Quote all lines below exactly. Images stay out.
***** RECORDS PROVIDED
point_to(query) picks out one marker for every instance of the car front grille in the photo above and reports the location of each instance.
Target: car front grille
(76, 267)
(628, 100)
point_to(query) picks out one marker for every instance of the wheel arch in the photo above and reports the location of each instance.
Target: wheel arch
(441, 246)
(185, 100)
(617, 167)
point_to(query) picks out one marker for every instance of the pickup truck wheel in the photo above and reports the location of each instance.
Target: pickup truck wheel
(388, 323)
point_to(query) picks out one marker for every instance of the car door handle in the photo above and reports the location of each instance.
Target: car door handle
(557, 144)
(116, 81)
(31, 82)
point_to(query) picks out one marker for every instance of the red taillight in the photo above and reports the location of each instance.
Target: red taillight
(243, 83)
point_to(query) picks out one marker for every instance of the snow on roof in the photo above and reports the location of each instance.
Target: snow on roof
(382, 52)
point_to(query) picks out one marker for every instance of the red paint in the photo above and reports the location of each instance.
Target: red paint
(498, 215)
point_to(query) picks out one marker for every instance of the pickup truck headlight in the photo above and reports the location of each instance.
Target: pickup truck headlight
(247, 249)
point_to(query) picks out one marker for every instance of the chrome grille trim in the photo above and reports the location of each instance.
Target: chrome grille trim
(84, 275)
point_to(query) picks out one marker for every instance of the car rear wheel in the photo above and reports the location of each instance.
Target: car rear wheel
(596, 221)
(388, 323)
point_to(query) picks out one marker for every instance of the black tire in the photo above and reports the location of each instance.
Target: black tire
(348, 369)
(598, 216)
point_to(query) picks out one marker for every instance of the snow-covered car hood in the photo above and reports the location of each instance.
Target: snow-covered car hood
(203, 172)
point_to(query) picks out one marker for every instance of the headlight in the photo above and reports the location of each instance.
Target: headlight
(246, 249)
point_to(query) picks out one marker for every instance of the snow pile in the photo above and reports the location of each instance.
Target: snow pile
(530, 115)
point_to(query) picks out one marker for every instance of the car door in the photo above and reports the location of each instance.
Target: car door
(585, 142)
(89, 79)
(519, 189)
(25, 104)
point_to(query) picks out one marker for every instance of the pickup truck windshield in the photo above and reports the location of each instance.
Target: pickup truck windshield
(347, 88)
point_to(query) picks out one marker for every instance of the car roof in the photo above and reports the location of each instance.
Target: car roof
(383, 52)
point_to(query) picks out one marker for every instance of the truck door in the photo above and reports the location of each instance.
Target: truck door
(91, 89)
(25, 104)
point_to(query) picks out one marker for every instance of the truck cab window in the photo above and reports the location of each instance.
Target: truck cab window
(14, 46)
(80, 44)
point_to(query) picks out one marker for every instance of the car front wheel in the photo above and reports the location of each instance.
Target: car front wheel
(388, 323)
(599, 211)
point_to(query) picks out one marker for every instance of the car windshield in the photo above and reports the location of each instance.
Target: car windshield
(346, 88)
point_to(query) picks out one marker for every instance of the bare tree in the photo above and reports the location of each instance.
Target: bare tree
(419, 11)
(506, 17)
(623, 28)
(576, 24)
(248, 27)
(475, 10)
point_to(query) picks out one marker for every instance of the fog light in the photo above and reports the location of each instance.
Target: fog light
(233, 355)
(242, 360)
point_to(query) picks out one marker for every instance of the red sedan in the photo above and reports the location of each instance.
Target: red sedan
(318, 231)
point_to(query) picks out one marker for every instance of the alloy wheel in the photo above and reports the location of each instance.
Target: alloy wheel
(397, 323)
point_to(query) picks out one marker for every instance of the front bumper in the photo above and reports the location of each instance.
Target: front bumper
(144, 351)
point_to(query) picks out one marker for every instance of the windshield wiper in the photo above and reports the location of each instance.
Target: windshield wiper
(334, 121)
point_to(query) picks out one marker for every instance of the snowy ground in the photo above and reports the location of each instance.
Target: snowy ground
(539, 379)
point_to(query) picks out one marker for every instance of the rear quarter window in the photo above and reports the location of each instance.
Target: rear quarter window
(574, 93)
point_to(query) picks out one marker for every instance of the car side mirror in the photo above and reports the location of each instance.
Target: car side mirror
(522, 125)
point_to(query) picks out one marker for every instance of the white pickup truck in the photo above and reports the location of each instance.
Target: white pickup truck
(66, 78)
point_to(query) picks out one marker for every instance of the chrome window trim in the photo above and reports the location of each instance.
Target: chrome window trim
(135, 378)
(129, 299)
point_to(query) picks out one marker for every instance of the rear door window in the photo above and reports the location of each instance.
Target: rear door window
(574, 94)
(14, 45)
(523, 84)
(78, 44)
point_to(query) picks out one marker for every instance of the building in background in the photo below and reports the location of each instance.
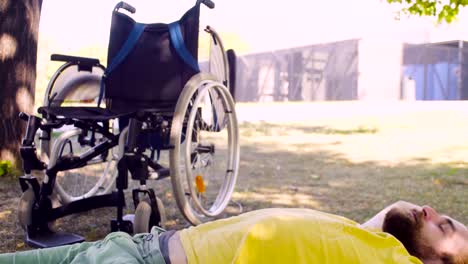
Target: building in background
(356, 69)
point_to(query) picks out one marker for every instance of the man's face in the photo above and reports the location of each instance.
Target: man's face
(427, 234)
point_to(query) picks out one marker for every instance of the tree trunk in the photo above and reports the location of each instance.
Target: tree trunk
(19, 26)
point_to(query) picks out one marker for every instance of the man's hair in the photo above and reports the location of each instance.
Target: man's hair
(407, 230)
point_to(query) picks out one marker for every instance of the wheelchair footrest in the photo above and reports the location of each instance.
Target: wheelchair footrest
(53, 239)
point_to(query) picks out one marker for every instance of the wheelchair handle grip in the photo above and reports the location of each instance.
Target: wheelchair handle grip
(125, 6)
(208, 3)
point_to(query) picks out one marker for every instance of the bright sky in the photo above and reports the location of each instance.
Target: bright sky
(262, 24)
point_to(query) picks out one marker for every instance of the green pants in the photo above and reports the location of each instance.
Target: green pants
(118, 247)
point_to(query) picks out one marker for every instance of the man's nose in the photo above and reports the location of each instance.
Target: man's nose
(429, 213)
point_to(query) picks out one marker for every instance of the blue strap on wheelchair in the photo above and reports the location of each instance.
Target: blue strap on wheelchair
(127, 47)
(179, 45)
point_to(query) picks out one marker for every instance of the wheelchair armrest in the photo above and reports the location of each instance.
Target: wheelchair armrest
(85, 63)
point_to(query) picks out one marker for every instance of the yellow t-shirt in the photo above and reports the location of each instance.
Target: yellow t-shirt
(290, 236)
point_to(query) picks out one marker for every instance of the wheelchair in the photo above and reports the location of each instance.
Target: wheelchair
(99, 124)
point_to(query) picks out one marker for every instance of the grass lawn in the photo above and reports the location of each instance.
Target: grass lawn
(348, 158)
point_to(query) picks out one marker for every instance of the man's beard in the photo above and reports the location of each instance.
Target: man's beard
(407, 229)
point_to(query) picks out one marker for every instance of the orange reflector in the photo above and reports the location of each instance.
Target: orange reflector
(200, 184)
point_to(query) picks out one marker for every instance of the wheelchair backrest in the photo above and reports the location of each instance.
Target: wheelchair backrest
(152, 75)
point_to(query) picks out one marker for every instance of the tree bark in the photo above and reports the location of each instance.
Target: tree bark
(19, 26)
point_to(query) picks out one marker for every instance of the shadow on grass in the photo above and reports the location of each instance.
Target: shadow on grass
(327, 181)
(270, 177)
(266, 129)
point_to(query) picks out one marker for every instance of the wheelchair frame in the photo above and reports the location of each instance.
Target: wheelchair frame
(36, 209)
**********
EXERCISE OUTPUT
point_to(query) picks out one marker for every instance of the car front grille in the photo above and reports the location of each instance.
Target: car front grille
(76, 267)
(628, 100)
point_to(query) picks out one marker for every instance of the wheel arch in the photo above and reports the location of each instance.
Target: wheel arch
(441, 246)
(185, 100)
(617, 167)
point_to(query) picks out one marker for every instance of the pickup truck wheel in the photo above and reports the location of each instance.
Target: pickup truck wheel
(388, 323)
point_to(query) picks out one marker for every instance of the car door handle in the photo above and reports the location of each instance.
Target: car door handle
(557, 144)
(116, 81)
(31, 82)
point_to(query) picks out one marker for every instance of the red taillight in the photo above and reports the location of each instance.
Target: red taillight
(243, 83)
point_to(query) picks out one marker for every instance of the snow on roof in the photo above and reports the location of each instance.
Target: snow on roof
(382, 52)
point_to(query) picks out one marker for every instance of the red paint in the photo above and reports the location of each instance.
Target: red paint
(498, 215)
point_to(query) picks out one marker for every instance of the pickup truck headlight in the photo above and reports the location of each instance.
Target: pickup truck headlight
(247, 249)
point_to(query) picks out one marker for every instance of the chrome grille trim in the photo above and reports the location of each instance.
Target: chrome grille trim
(84, 275)
point_to(query) picks out one marker for every instance of the car rear wheel in the photo above and reports the location of each instance.
Target: car rear wheel
(596, 221)
(388, 323)
point_to(query) picks out one marker for every instance of the black tire in the photo above and reports the location of each instance.
Target: black tire
(348, 369)
(598, 216)
point_to(query) picks out one marker for every instance of the snow-covered car hood in the photo above and reports the location of each instance.
Target: snow-covered car hood
(203, 172)
point_to(query) picks out one marker for every instance of the headlight in the photo above and reports the location of each instance.
Target: headlight
(246, 249)
point_to(query) picks out one marker for every instance of the snow pile in the photo above and reports the location of each instance.
Target: snow pile
(530, 115)
point_to(query) picks out one marker for every instance of the car door in the photo above and reports the location of each instance.
Target: car door
(585, 142)
(89, 79)
(519, 189)
(25, 104)
point_to(query) picks out one marker for every instance of the pickup truck windshield in the photo above and reports the location of each instance.
Target: pickup truck windshield
(347, 88)
point_to(query) picks out one marker for every instance of the car roof in the photo above and reports the location of each instance.
Target: car roof
(383, 52)
point_to(query) picks out one marker for every instance of the truck door in the photo above and reports the location of each instance.
Target: truck door
(91, 89)
(25, 104)
point_to(query) picks out one marker for every instance of the truck cab window in the photo above and reports the location of each instance.
Target: truck cab window
(14, 46)
(80, 44)
point_to(query) picks out one marker for every instance of the car front wheel in the photo above and reports the location of each instance.
Target: car front wheel
(388, 323)
(599, 211)
point_to(query) picks out one marker for every instance of the car windshield in the photo above and reports the location of each instance.
Target: car windshield
(346, 88)
point_to(query) picks out one marker for every instance of the bare tree in the photo above and reports the location of each instance.
Target: bare tree
(419, 11)
(506, 17)
(623, 28)
(576, 24)
(248, 27)
(475, 10)
point_to(query) picks out one marker for every instance of the fog light in the photo above and reports the location of each instance.
Target: fog light
(233, 355)
(242, 360)
point_to(query) picks out one marker for every instance of the red sedan in the photo above and reports the location of each instance.
Target: red sedan
(318, 231)
point_to(query) picks out one marker for every instance of the alloy wheel in the photo above and reports the location of each instance.
Target: alloy wheel
(397, 323)
point_to(query) picks out one marker for every instance of the front bumper in the photo above and reports the location of each instance.
Target: front bumper
(144, 351)
point_to(query) picks out one marker for every instance of the windshield wiper in the photo above and reports the location of each instance.
Target: windshield wiper
(334, 121)
point_to(query) picks out one marker for every instance of the snowy ground in the photo above and reports the location of each instance.
Target: snowy ground
(539, 379)
point_to(query) picks out one marker for every instance of the rear quarter window in the photo above and reports the location of each instance.
Target: rear quarter window
(574, 93)
point_to(query) picks out one marker for every instance of the car side mirror in the photo above and reports the location of each instance.
Target: car side mirror
(522, 125)
point_to(query) picks out one marker for every instance of the white pickup truck in the photo above and reports the location of each instance.
Target: white pickup truck
(66, 78)
point_to(query) picks out one marker for every instance of the chrome window trim in the photo above and reports the location of each instance.
Target: chrome window trim
(135, 378)
(129, 299)
point_to(query) picks out one marker for every instance of the rear door window in the photo above and reports the location of each instance.
Target: rear door window
(574, 94)
(14, 45)
(523, 84)
(78, 44)
point_to(query) picks out one marker for every instance of the building in background in the photo below and reports the location of each instance.
Target: building in background
(356, 69)
point_to(query) picks out one marker for every instance of the man's face in the photo above and reports the location of each instance.
Target: man's face
(427, 234)
point_to(query) picks out one marker for every instance of the tree trunk in the photo above and reports the location of each instance.
Target: tree trunk
(19, 26)
point_to(query) picks out one marker for every instance of the man's hair in the photo above and reports the location of each instance.
Target: man's hair
(407, 230)
point_to(query) picks out one marker for every instance of the wheelchair footrest in the photo above and reports the location of each instance.
Target: wheelchair footrest
(53, 239)
point_to(query) picks out one marker for every instance of the wheelchair handle grip in the photo above and reports the location of each instance.
Target: wheelchair handle grip
(125, 6)
(208, 3)
point_to(query) picks out one marker for every instance of the bright sky in the photo above and reports the location of each instance.
Target: bright sky
(262, 24)
point_to(query) picks out one marker for every instance of the green pants in the photo above and reports the location of each instance.
Target: green pants
(118, 247)
point_to(query) picks out one marker for every instance of the man's nose in the photo above and reports the location of each instance.
Target: man's nose
(429, 213)
point_to(query) picks out one marker for every instance of the blue strap on wheelchair in the photo above and reports the location of each instance.
Target: blue strap on wheelchair
(127, 47)
(179, 45)
point_to(query) picks out one marker for every instance of the wheelchair armrest in the photo above and reports the location of each instance.
Target: wheelchair armrest
(85, 63)
point_to(query) picks out one marker for every instance of the yellow t-shirt in the photo above and reports the location of each instance.
Target: yellow t-shirt
(290, 236)
point_to(query) picks out one marker for every instance of the wheelchair in the photo above and reports the location of each instance.
Target: wheelchair
(99, 124)
point_to(query) picks out one marker for every instance of the grass lawn in the photo above and reports the location of each instance.
Target: grass lawn
(348, 158)
point_to(query) picks out one marker for every instance of the man's beard in the photo above and reports the location of each instance.
Target: man's beard
(407, 229)
point_to(query) picks out one marker for every instance of the orange reflector in the photo above and reports the location of each instance.
Target: orange reflector
(200, 184)
point_to(query) picks out one marker for every instance of the wheelchair backrest in the photo above and reports the location of each instance.
Target: wheelchair backrest
(152, 75)
point_to(query) picks out one marker for every instance of the tree bark in the photo above and reports the location of each instance.
Target: tree bark
(19, 26)
point_to(query) picks out one marker for every instance of the shadow on grass in the photo above and reports the location of each instance.
Target: shadow on grass
(327, 181)
(270, 177)
(266, 129)
point_to(query) picks out one marker for every instance of the wheelchair frame in the photo above and reports the location of each instance.
Target: wheelchair frame
(36, 209)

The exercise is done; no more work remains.